- [Given problem 1]: In the 200G QSFP56 vs QSFP-DD article below, change "breakneck" to "dizzying" and give everything from "In recent years, the" down to "and 400G levels." with that edit.
- [Given problem 2]:
Answer these from the 200G QSFP56 vs QSFP-DD article below:
(a) By what percentage does the capacity of telecom backbone networks grow each year?
(b) Which optical transceivers does the article call the mainstream solution?
(c) What are the two mainstream form factors for 200G optical modules?
- [Given problem 3]: Pick up the 200G QSFP56 vs QSFP-DD article below from its last sentence and continue it.

- [Document text]:
200G QSFP56 vs QSFP-DD: A Detailed Comparison of Form Factor and Modulation Technology

In recent years, the expansion of optical communications and the internet has been almost breakneck. Users are demanding ever-increasing bandwidth, network traffic is skyrocketing, and the capacity of telecom backbone networks is soaring by 50% to 80% annually. To keep pace, the transmission speed of optical communication systems has been continuously increasing, from the early 10G, 25G, and 40G generations to today's 100G, 200G, and 400G levels.

 

While 100G optical transceivers remain the mainstream solution, the market is no longer satisfied with this. The need to fit more ports into smaller equipment while also reducing power consumption has led to the development of faster transmission technologies. This is why 200G and 400G optical transceivers are so important. They offer significant advantages in bandwidth density and energy efficiency over previous generations, and are becoming a key upgrade direction for data centers and backbone networks.

 

Today's article will discuss 200G optical transceivers—a rising hot topic. It is not as simple as simply doubling the speed, but a comprehensive evolution in performance, architecture and application levels.

 

200G Optical Transceiver Introduction: QSFP56 vs QSFP-DD

As the name suggests, a 200G optical module is a high-speed optical communication module that supports transmission rates of 200Gbps. Currently, the two mainstream form factors are 200G QSFP56 and 200G QSFP-DD.

- [Record set]:

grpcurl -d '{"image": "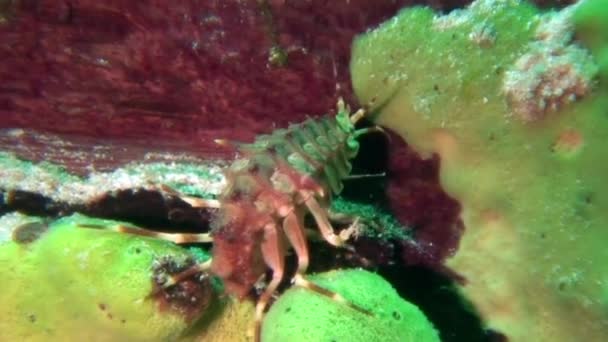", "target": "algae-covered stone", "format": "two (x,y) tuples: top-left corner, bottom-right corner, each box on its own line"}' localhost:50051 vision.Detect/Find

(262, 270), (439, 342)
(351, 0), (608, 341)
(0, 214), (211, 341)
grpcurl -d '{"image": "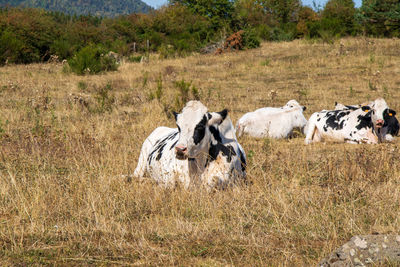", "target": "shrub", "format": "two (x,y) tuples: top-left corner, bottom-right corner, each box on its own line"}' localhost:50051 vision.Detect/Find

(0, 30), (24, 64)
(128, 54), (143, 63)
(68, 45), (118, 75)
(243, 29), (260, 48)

- [Response 1]:
In recent years, the expansion of optical communications and the internet has been almost dizzying. Users are demanding ever-increasing bandwidth, network traffic is skyrocketing, and the capacity of telecom backbone networks is soaring by 50% to 80% annually. To keep pace, the transmission speed of optical communication systems has been continuously increasing, from the early 10G, 25G, and 40G generations to today's 100G, 200G, and 400G levels.

- [Response 2]:
(a) By 50% to 80%.
(b) 100G optical transceivers.
(c) 200G QSFP56 and 200G QSFP-DD.

- [Response 3]:
QSFP56, short for Quad 50G Small Form Factor Pluggable, is an evolution of the 40G QSFP+ and 100G QSFP28. It was developed for 200G Ethernet environments and has four channels, each operating at speeds between 50G and 56Gb/s. The QSFP56 is better than the previous version because it uses PAM4 modulation instead of NRZ encoding. This means it can send more data using the same bandwidth. Common types of cable include QSFP56 SR4 (short-reach multimode) and QSFP56 FR4 (long-reach single-mode). This series of modules is widely used in data center upgrades, significantly improving bandwidth utilization while maintaining interface compatibility.

 

Another type is QSFP-DD, short for Quad Small Form-factor Pluggable Double Density. It complies with IEEE 802.3bs and the QSFP-DD MSA standards. "Double density" means it has twice the number of interfaces compared to the standard QSFP28, supporting higher signal rates. This module can achieve 200G transmission with 25G x 8 channels using NRZ modulation, and 50G x 8 channels using PAM4 modulation, for a total rate of up to 400G. Due to these features, QSFP-DD is widely used in high-performance computing, cloud networks, and large-scale backbone transmission systems.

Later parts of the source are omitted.